Passage for review Start Marker

You Too Can Create Great Incident Reports!


B Miller

B Thomadsen

J Palta




B Miller1*, B Thomadsen2*, J Palta3*, (1) Henry Ford Health System, Clinton Township, MI, (2) University of Wisconsin, Madison, WI, (3) Virginia Commonwealth University, Richmond, VA

Presentations

SU-A-BRA|B-0 (Sunday, March 19, 2017) 8:00 AM - 10:00 AM Room: Ballroom A|B


An essential part of any quality assurance and patient safety program is the reporting of incidents that occur. However, as employees in Radiation Oncology, we do not generally receive training on what comprises a quality incident report. The challenge is that the best time to write the report is immediately after the event although a person with such training may not be available. Writing the narrative immediately after an event, when the details are most fresh in everyone’s mind, will ensure that an accurate incident report can be authored.

For incident reports to be useful for improving practice they must contain information pertinent to the event. Essential data elements are what happened, how it happened, the point in the patient care process when the event happened, and the personnel involved. Additional valuable information is whether or not the incident reached the patient; if it did not, it is important to know which safety barrier was able to prevent the event from reaching the patient. Incident reports should deliberately not assign blame or make assumptions in the narrative.

Passage for review End Marker

Required tasks »
a) List the essential data elements that the incident report abstract says a report must contain.
b) Write the next paragraph of the incident report abstract, picking up after its final sentence.

Provided records Start Marker

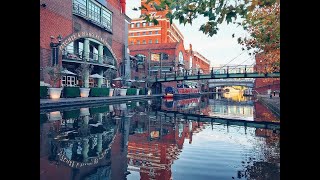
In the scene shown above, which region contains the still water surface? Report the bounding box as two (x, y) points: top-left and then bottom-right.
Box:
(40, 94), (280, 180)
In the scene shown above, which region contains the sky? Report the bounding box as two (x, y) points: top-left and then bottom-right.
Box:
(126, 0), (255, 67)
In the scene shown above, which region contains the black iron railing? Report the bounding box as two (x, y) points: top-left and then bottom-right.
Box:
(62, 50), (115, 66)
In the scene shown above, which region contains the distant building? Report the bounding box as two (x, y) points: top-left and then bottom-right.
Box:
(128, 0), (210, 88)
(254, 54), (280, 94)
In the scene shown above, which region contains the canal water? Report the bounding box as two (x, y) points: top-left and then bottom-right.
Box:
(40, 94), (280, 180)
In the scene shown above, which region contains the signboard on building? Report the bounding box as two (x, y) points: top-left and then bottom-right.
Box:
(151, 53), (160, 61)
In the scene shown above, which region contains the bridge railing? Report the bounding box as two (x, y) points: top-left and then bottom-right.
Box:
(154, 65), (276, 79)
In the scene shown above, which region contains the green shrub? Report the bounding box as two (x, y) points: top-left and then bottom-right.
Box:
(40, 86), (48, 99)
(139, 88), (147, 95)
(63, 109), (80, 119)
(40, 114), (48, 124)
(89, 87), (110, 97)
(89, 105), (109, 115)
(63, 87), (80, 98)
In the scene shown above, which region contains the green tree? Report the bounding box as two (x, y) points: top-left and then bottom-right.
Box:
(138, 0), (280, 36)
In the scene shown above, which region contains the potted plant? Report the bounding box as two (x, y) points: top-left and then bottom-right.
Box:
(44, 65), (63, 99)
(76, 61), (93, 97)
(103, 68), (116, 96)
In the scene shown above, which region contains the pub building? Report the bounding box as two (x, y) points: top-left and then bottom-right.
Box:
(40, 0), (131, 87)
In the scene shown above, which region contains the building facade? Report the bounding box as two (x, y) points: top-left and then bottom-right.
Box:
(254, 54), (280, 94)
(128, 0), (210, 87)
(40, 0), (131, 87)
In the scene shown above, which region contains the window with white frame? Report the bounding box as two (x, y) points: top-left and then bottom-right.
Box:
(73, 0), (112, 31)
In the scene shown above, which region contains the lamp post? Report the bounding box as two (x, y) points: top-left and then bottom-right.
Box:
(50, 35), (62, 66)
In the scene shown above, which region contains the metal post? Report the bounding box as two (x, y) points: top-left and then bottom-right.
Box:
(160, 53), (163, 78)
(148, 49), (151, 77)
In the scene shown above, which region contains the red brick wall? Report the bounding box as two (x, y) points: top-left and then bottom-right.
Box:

Provided records End Marker

Task responses »
a)
- What happened
- How it happened
- The point in the patient care process when the event happened
- The personnel involved

b)
This session aims to provide information on how to generate a quality incident report that can be used for root cause analysis, policy and procedure updates and staff education.

Learning Objectives:
1. Importance of reporting incidents
2. Essential elements of incident reports for internal and external communication
3. How to write a quality narrative
4. How to identify and recommend improvements

Funding Support, Disclosures, and Conflict of Interest: Dr. Jatinder Palta acknowledges a Global Health Grant from NCI.